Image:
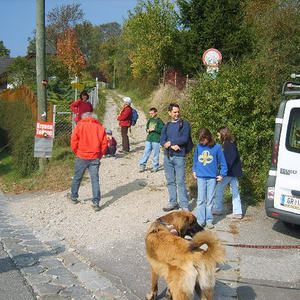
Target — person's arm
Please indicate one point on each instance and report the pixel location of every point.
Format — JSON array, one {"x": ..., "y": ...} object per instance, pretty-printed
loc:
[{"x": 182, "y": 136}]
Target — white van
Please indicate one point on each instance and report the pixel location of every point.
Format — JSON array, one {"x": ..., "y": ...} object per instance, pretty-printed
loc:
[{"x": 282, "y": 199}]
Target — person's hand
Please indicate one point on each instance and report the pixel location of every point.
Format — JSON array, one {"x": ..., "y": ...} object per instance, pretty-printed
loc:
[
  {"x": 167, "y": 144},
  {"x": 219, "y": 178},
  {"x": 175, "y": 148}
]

★ ★ ★ ★ ★ ★ ★

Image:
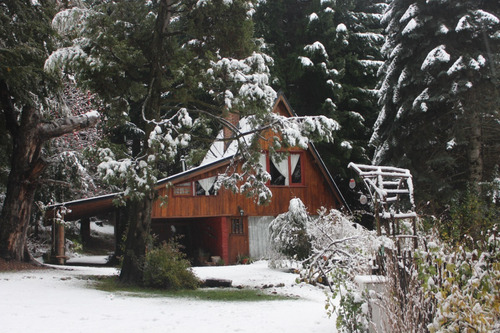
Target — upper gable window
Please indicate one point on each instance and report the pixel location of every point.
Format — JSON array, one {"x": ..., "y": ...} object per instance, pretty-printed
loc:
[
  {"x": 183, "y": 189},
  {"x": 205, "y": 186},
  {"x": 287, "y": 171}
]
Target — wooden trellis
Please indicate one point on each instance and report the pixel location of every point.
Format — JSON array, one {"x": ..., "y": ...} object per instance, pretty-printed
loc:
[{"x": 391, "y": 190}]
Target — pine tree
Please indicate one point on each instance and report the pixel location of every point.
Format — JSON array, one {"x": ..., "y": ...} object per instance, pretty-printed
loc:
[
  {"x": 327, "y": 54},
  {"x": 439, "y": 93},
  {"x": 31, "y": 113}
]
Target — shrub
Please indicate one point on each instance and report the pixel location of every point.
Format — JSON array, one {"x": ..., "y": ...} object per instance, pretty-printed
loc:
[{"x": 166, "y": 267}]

★ ★ ★ ★ ★ ★ ★

THE EXERCISE >>
Collect every line of the material above that contains the string "person", and copy each one in full. Treat uppercase and lowercase as different.

TASK RESULT >>
Target — person's arm
Target — person's hand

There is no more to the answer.